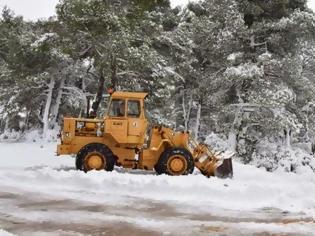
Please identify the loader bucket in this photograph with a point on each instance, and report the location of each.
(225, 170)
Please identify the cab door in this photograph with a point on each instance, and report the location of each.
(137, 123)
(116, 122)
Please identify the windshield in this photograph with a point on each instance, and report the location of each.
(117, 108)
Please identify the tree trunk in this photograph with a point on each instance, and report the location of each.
■ ■ ■ ■ ■ ■ ■
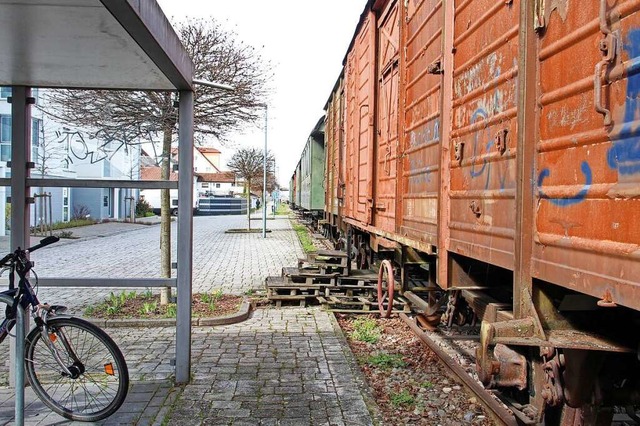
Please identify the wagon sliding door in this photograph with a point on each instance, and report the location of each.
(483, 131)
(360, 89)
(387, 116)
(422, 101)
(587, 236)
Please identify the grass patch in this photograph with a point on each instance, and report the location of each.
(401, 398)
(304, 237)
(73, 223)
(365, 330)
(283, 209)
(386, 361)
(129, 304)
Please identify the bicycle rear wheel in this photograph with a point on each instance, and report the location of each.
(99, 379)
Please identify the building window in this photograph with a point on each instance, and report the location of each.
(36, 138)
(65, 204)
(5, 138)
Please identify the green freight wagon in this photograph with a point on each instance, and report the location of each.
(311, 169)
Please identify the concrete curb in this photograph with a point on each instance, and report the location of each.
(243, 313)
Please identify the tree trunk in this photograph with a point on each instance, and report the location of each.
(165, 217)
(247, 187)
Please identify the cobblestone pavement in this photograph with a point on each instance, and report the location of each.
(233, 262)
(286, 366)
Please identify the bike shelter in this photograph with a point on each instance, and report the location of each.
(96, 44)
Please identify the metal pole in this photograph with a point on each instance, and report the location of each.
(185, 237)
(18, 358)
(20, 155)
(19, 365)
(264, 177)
■ ■ ■ ■ ■ ■ ■
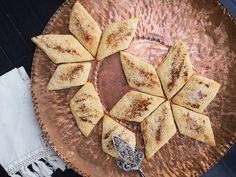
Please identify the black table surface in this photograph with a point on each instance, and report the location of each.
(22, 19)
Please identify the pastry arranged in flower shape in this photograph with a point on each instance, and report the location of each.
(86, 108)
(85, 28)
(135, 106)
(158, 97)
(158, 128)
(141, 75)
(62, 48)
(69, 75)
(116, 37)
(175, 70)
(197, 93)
■ ■ ■ ■ ■ ■ ■
* [Aim]: Gather every line above that contains the string "door" and copy each one in full. The match is case-sensitive.

* [Task output]:
Please identify the cab door in this photograph with a point on each instance, and report the location of each.
Please identify the wagon sliding door in this photograph with a point on each instance, and report the location of each.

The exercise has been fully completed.